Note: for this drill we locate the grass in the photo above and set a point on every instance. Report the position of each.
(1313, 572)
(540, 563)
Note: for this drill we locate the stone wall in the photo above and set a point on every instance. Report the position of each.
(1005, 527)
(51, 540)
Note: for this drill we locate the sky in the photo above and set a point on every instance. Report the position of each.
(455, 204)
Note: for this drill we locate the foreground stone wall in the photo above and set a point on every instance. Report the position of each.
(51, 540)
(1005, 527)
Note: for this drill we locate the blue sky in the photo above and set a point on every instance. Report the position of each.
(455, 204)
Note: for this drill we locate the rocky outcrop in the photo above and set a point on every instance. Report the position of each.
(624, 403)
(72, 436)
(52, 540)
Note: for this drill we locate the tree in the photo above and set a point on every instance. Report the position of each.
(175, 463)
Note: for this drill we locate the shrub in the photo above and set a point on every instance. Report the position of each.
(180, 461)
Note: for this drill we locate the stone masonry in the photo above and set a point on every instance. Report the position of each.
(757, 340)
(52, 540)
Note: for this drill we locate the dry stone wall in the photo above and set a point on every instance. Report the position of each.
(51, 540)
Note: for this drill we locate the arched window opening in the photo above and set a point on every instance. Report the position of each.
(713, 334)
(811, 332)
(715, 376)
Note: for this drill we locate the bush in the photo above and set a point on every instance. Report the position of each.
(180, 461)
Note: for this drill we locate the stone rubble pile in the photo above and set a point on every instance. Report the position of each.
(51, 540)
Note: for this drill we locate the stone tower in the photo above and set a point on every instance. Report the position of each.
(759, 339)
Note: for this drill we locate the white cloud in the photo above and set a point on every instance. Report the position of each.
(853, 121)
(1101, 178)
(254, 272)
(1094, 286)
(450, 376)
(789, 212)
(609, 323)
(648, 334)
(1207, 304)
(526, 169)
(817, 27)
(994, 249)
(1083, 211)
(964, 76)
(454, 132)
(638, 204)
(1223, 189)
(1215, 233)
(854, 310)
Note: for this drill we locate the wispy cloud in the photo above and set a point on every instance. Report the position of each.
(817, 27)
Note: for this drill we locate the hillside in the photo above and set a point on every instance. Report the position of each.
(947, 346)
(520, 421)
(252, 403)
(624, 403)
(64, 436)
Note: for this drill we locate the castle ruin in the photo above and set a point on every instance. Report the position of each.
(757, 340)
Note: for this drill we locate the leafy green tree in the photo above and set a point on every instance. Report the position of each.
------------------------------------------------------------
Short problem> Could you copy out every line of the entries from the line containing "Note: for this drill we locate the hillside" through the end of the entries, and add -71 to each number in the point coordinates?

The answer>
Note: for this drill we locate the hillside in the photo above and set a point on every instance. Report the position of each.
(876, 275)
(449, 350)
(181, 332)
(553, 332)
(-7, 365)
Note: for this drill we locate the castle ruin in the photo above and set a point on every instance. Report the position of each.
(686, 269)
Note: for this drill we locate the leafy green tree in the photo above and set a point on every instance. Report the position of each.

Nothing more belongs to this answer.